====== ПОКАЗАННЫЙ ОТРЫВОК

Глина и кости. Судебная художница о черепах, убийствах и работе в ФБР (страница 3)
Но мне никогда не приходило в голову, что судебное изобразительное искусство может стать моей работой, хотя ИЗО было моим любимым предметом в школе. Во-первых, я понятия не имела, как попасть на такую должность, – и никто вокруг тоже не знал, даже консультант по профориентации. Я просто выбросила подобные мысли из головы вместе с мечтами о том, что мне будут платить за поедание мороженого или хождение по магазинам.
Насколько я обожала рисование, настолько же ненавидела биологию и делала все, что в моих силах, чтобы не связываться с ней. Что угодно, лишь бы не видеть крови и кишок. Мысль о том, что придется вскрывать лягушку, наводила на меня ужас, поэтому мой напарник по лабораторной согласился сделать это за меня, если я потом составлю письменный отчет. В конце концов я решила слепить лягушку, лежащую на спине и приколотую иглами к серебристому подносу (алюминиевая фольга и крышка от обувной коробки). Затем я «вскрыла» ее, слепив кишечник из глины и раскрасив в розовый цвет, а потом затолкав внутрь тушки, в которой заранее сделала разрез в форме буквы Y. Мы оба получили пятерки за изобретательность, и я не замарала руки о кровь или формальдегид.
К моменту окончания школы я по-прежнему не знала, чем буду заниматься. Рисование было моим главным приоритетом, но колледж я себе позволить не могла. Я пробовала подать заявление на студенческий заем, но когда увидела сумму выплат, то едва не потеряла сознание. Даже если я получу диплом, что мне потом с ним делать? Я не была особенно амбициозной и не видела себя сотрудницей рекламного агентства, а торговля картинами на улице точно не позволила бы расплатиться с кредитом.
Армия казалась лучшим – если не единственным – карьерным путем для меня на тот момент. Большую часть детства я провела в Делавэре, где мой отец работал авиамехаником на военно-воздушной базе в Дувре. В конце 1970-х Дувр не мог похвастаться разнообразием работы; если не поступать в колледж, можно было устроиться только на фабрику «Плейтекс» или пойти продавщицей в торговый центр «Голубая курица» на шоссе 13.
Мой старший брат Джефф сразу после школы записался в армию и уволился в звании старшего сержанта, объехав весь мир. Он женился на любви всей своей жизни, когда служил в Германии, и был счастлив осесть в Дувре, где стал работать репортером в местной газете.

============

> _ОПИСАНИЕ ЗАДАНИЯ_
Можете повторить дословно отрывок из воспоминаний судебной художницы, начиная со слов «Армия казалась лучшим» и заканчивая словами «в местной газете.» включительно?

====== ФРАГМЕНТ НАБОРА ДАННЫХ

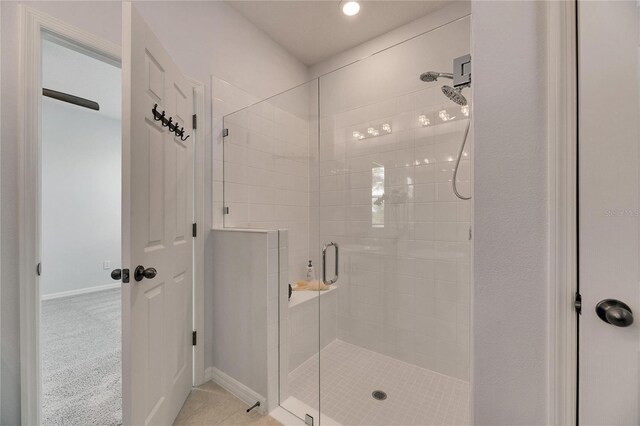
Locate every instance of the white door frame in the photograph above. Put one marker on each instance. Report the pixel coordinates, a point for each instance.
(32, 24)
(563, 209)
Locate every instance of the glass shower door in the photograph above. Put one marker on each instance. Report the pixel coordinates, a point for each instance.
(267, 167)
(394, 327)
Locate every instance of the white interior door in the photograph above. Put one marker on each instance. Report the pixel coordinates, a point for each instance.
(157, 215)
(609, 114)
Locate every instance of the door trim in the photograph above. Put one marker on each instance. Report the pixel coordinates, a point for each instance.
(32, 23)
(198, 214)
(563, 210)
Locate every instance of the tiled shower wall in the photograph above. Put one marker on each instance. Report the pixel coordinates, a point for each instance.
(266, 172)
(404, 281)
(404, 289)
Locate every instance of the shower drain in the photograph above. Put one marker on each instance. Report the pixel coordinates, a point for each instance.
(379, 395)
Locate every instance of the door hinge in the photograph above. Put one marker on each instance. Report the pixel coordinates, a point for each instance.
(308, 419)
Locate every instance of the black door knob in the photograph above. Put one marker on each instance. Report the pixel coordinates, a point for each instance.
(615, 312)
(147, 273)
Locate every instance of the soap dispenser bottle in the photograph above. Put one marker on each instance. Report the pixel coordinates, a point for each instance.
(311, 273)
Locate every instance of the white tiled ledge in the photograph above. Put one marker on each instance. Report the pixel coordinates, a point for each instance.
(303, 296)
(253, 230)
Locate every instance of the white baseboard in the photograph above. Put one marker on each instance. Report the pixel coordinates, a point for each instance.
(81, 291)
(245, 394)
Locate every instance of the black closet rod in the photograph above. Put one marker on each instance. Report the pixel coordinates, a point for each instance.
(76, 100)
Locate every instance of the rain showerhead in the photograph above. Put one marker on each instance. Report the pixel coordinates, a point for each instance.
(454, 94)
(430, 76)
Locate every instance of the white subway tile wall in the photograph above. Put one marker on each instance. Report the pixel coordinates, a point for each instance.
(404, 280)
(266, 174)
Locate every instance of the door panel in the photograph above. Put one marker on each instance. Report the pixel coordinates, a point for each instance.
(608, 210)
(157, 198)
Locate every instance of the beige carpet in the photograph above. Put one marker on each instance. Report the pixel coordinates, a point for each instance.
(81, 360)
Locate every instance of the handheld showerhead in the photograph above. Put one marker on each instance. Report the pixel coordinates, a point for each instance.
(455, 95)
(430, 76)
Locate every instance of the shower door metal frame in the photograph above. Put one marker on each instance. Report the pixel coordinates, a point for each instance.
(33, 23)
(562, 145)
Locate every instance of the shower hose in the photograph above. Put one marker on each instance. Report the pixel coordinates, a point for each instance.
(455, 170)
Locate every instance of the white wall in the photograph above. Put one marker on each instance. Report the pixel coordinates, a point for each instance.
(81, 156)
(440, 17)
(81, 199)
(510, 291)
(205, 38)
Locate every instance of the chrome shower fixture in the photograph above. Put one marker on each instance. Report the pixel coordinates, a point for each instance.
(454, 94)
(430, 76)
(461, 77)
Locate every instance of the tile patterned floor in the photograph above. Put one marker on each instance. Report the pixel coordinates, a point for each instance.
(415, 396)
(210, 404)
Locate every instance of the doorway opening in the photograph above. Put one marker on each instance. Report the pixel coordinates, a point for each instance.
(80, 216)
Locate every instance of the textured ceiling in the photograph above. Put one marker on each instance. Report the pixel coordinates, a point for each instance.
(316, 30)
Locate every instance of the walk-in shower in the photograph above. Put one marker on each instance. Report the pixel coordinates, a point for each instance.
(363, 157)
(455, 95)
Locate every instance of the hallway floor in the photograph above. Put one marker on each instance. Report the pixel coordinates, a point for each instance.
(349, 374)
(210, 404)
(81, 355)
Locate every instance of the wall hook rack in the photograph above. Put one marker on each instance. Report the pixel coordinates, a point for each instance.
(168, 122)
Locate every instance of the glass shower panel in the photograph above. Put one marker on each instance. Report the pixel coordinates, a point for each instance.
(267, 168)
(394, 329)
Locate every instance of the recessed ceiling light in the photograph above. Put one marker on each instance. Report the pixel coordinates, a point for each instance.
(350, 7)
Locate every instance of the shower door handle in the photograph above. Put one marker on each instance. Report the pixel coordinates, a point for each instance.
(324, 264)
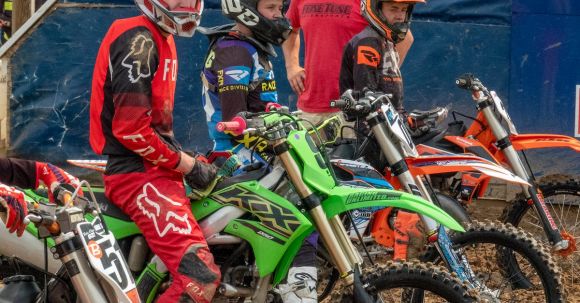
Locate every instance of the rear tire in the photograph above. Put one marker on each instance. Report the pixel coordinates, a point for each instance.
(394, 277)
(509, 250)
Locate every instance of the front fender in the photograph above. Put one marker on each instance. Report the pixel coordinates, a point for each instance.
(451, 163)
(343, 198)
(533, 141)
(473, 146)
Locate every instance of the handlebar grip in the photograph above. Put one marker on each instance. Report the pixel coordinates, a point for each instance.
(62, 194)
(465, 81)
(236, 126)
(340, 103)
(272, 106)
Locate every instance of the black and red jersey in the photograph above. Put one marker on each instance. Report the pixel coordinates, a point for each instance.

============

> _РЕШЕНИЕ ЗАДАЧИ_
Армия казалась лучшим – если не единственным – карьерным путем для меня на тот момент. Большую часть детства я провела в Делавэре, где мой отец работал авиамехаником на военно-воздушной базе в Дувре. В конце 1970-х Дувр не мог похвастаться разнообразием работы; если не поступать в колледж, можно было устроиться только на фабрику «Плейтекс» или пойти продавщицей в торговый центр «Голубая курица» на шоссе 13.
Мой старший брат Джефф сразу после школы записался в армию и уволился в звании старшего сержанта, объехав весь мир. Он женился на любви всей своей жизни, когда служил в Германии, и был счастлив осесть в Дувре, где стал работать репортером в местной газете.